Document source:
+ + + +

C’est avec beaucoup de retard, dû à son éloignement de la France, que nous apprenons le décès de Jacques Pottier. Le nom ne dira pas grand-chose à la grande majorité des lyricomanes, et pourtant il a fait partie de ces nombreux chanteurs qui ont œuvré pour que vive l’art lyrique français.
Né le 17 août 1930 à Darnétal, il est décédé le 3 septembre 2023 à Melbourne (Australie). Armé de son premier prix de chant du Conservatoire national de Paris (1956), il décide de continuer à étudier, et part à Milan dans la classe de Gina Cigna. C’est avec elle qu’il va peaufiner une technique basée essentiellement sur l’art du chant italien. Entre 1957 et 1973, il chante ainsi à Paris, en province et à l’étranger la plupart des premiers rôles de fort ténor. Il a enregistré certains de ces rôles, essentiellement pour la radio. Parmi ses microsillons, on remarque en particulier Les Noces de Stravinsky, dirigé par Pierre Boulez, qui obtint en 1966 le Grand prix du disque de l’Académie Charles-Cros. À propos du Roi David d’Honegger enregistré en 1962 sous la direction de Serge Baudo, Laurent Bury, soulignait dans ces colonnes « Peu connu du grand public, lui aussi, le ténor Jacques Pottier assura pourtant à l’Opéra de Paris la plupart des grands rôles du répertoire dans les années 1960 (on peut notamment l’entendre en Premier Philistin dans le Samson et Dalila enregistré par Georges Prêtre). Sa voix bien timbrée en fait un David plus convaincant que certains titulaires trop légers pour le personnage. »

+ + + +

Extrait des données:
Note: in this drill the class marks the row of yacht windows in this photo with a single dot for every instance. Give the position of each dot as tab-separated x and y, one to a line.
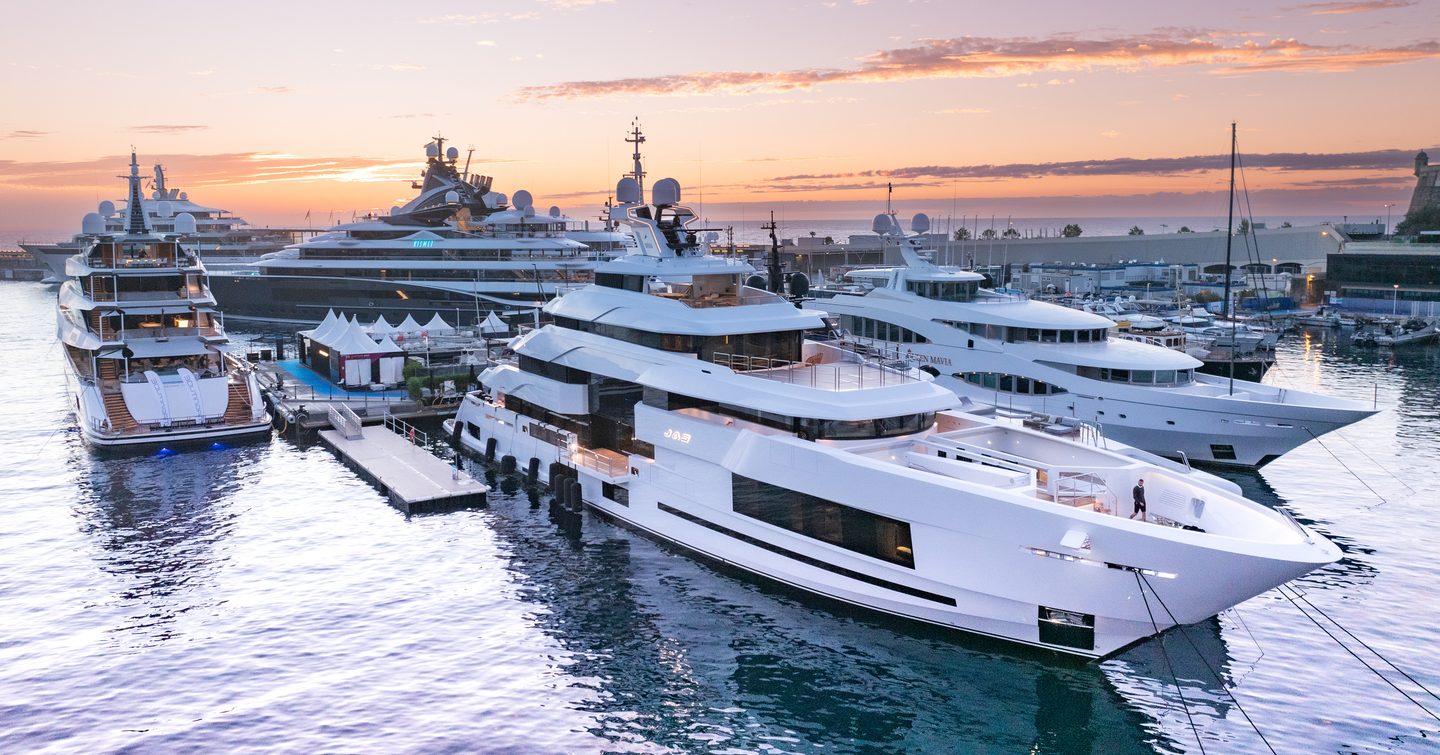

+ + + +

Consignes:
1. Répondez à ces questions sur l'article consacré à Jacques Pottier :
(a) Dans quelle ville et quel pays est-il mort ?
(b) Avec qui a-t-il étudié à Milan ?
(c) Quelle récompense a reçue son enregistrement des Noces de Stravinsky, et en quelle année ?
2. Remplacez « lyricomanes » par « mélomanes » dans l'article consacré à Jacques Pottier, puis recopiez le passage allant de « C’est avec beaucoup » jusqu'à « l’art lyrique français. » inclus.
3. Prolongez l'article consacré à Jacques Pottier à partir de sa dernière phrase.
Les données ne sont pas nécessaires ici.

Réponses:
1.
(a) À Melbourne, en Australie.
(b) Avec Gina Cigna.
(c) Le Grand prix du disque de l'Académie Charles-Cros, en 1966.

2.
C’est avec beaucoup de retard, dû à son éloignement de la France, que nous apprenons le décès de Jacques Pottier. Le nom ne dira pas grand-chose à la grande majorité des mélomanes, et pourtant il a fait partie de ces nombreux chanteurs qui ont œuvré pour que vive l’art lyrique français.

3.
On peut toujours voir sur YouTube la captation des représentations mythiques de Falstaff à Garnier en 1970, avec Tito Gobbi et Fedora Barbieri, et toute une pléiade des meilleurs chanteurs de la troupe, où lui-même interprétait le rôle du Docteur Caïus. C’est d’ailleurs lors de ces représentations que Tito Gobbi lui avait dit : « C’est très bien ce que vous faites, qu’est-ce que vous chantez d’autre ? », et Jacques lui avait répondu « Le mois dernier je chantais Faust ici même ». « Ah oui, c’est bien, et quel rôle ? ». « Mais celui de Faust ! ». Ainsi fonctionnait la troupe de l’Opéra où l’on alternait tous les types de rôles. Il chantait encore en 1972 le rôle de Spoletta dans Tosca, aux côtés de Gabriel Bacquier. Comme tous les artistes de la troupe, il fut reçu par Rolf Lieberman à son arrivée à la direction en 1973. Celui-ci ne lui posa qu’une question : « Qui est votre agent ? ». Et Jacques lui répondit de manière irréfléchie : « Je n’en ai pas ! ». En effet, les artistes de la troupe n’avaient pas besoin d’agents. L’entretien s’arrêta là.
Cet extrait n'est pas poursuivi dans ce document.